As lieutenant governor, Shafer took a more active role in state government than his predecessors had and chaired Pennsylvania's delegation to the 1964 Republican National Convention. During Scranton's unsuccessful campaign for president of the United States that year, Shafer assumed some of the day-to-day responsibilities of the governorship in Scranton's stead. The press took notice of Shafer's activity as lieutenant governor, with The Republic in Meyersdale, Pennsylvania, reporting in November 1964 that Shafer's speaking schedule was nearly as rigorous as Scranton's and that Shafer had begun to assume responsibility for steering some of the Scranton administration's initiatives, speculating that Shafer himself might be a candidate for governor to succeed the term-limited Scranton in 1966. Initiatives that Shafer led at Scranton's request included the selection of a superintendent of public instruction, leadership of a private sector outreach tour regarding Scranton's unemployment compensation proposal, and chairmanship of the administration's legislative policy committee.

WHAT YOU NEED TO DO:
[1] Arrange the entries as a two-column CSV with the header columns "prompt" and "reply", one row per entry, with each field quoted and line breaks replaced by spaces. Begin at the line that contains "task: segment the utility pole" and stop after the line that contains "14 0 L 14 11", including both lines.
[2] Pick up the passage on Shafer's tenure as lieutenant governor and continue it from its final sentence.
The passage on Shafer and the entries that follow it come from unrelated sources.

SUPPLIED ENTRIES:

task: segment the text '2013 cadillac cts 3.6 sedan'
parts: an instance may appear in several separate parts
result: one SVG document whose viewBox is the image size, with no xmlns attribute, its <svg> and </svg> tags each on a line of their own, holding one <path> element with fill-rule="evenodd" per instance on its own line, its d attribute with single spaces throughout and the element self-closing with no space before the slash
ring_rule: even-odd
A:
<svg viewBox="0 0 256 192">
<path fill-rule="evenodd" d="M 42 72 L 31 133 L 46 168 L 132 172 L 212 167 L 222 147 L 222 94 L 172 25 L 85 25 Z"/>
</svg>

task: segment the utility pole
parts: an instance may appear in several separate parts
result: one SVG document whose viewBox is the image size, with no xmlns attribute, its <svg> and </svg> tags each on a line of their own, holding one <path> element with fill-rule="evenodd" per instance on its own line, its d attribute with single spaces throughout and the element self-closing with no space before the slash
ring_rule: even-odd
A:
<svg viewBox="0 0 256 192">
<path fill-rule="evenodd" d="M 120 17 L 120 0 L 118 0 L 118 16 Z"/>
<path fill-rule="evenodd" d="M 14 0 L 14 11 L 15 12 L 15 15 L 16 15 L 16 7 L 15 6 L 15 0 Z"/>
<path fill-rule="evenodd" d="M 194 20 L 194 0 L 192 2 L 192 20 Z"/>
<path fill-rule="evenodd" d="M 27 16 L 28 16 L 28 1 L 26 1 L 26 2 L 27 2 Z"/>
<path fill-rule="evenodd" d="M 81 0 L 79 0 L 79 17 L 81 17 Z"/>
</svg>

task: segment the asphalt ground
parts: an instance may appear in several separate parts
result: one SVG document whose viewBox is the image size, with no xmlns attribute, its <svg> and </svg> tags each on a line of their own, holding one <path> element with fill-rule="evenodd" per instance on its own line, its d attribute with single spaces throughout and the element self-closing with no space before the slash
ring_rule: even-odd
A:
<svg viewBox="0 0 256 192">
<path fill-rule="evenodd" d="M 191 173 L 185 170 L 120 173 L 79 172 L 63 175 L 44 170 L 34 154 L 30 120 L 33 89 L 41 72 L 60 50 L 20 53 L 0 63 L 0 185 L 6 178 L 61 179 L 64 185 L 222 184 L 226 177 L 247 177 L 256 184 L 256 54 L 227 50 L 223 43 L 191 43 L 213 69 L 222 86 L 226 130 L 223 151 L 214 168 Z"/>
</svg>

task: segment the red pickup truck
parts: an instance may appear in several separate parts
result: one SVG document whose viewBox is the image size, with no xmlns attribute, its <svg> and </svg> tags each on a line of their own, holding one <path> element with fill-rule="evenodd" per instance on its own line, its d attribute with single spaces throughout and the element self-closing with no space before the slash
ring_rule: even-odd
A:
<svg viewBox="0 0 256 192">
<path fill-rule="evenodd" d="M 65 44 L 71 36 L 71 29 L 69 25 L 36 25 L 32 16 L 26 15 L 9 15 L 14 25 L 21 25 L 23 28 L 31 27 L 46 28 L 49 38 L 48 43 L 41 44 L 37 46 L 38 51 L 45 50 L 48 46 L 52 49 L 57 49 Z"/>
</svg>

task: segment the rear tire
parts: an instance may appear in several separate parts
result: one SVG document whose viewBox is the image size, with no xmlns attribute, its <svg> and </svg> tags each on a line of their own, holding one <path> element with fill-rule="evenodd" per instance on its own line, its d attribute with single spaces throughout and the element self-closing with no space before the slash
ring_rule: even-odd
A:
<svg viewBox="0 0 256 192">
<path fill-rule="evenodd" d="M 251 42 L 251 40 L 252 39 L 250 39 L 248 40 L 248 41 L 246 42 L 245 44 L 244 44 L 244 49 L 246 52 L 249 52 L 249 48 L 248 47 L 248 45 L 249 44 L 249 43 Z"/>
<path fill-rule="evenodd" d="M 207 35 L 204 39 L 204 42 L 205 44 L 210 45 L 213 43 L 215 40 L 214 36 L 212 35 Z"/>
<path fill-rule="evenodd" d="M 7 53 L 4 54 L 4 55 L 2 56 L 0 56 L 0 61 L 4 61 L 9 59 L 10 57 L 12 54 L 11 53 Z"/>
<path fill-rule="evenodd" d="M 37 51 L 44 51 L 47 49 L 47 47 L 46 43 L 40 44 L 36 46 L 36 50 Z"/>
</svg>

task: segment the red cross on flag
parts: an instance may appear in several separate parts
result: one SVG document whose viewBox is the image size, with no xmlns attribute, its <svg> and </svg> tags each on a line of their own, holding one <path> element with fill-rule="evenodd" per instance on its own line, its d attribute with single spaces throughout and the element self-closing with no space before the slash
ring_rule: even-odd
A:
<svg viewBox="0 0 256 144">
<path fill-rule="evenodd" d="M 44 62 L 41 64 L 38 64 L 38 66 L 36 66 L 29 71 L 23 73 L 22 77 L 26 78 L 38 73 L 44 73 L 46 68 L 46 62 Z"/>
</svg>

RESULTS:
[1]
prompt,reply
"task: segment the utility pole parts: an instance may appear in several separate parts result: one SVG document whose viewBox is the image size, with no xmlns attribute, its <svg> and </svg> tags each on a line of their own, holding one <path> element with fill-rule=""evenodd"" per instance on its own line, its d attribute with single spaces throughout and the element self-closing with no space before the slash ring_rule: even-odd A:","<svg viewBox=""0 0 256 192""> <path fill-rule=""evenodd"" d=""M 120 17 L 120 0 L 118 0 L 118 16 Z""/> <path fill-rule=""evenodd"" d=""M 14 0 L 14 11 L 15 12 L 15 15 L 16 15 L 16 7 L 15 6 L 15 0 Z""/>"

[2]
==Governor of Pennsylvania==
===1966 campaign===

Bill Scranton was limited to one term under then-existing state law and the media considered Shafer a potential successor as the Republican nominee. U.S. Representative Richard Schweiker had also indicated interest in seeking the nomination. On January 10, 1966, Shafer formally announced his candidacy for governor. The same day, Pennsylvania Attorney General Walter Alessandroni, Shafer's running mate, announced his own candidacy for lieutenant governor. Both Shafer and Alessandroni were endorsed by Scranton, U.S. Senator Hugh Scott, and Schweiker, who had withdrawn from contention. The 1966 election was marked by tragedies. Alessandroni was killed in an aviation accident during the campaign and won the nomination for lieutenant governor posthumously; Ray Broderick was named to replace him on the ticket. Former governor David L. Lawrence collapsed and fell into a coma during a campaign appearance for the Democratic nominee, wealthy Philadelphia businessman Milton Shapp, and died later that November.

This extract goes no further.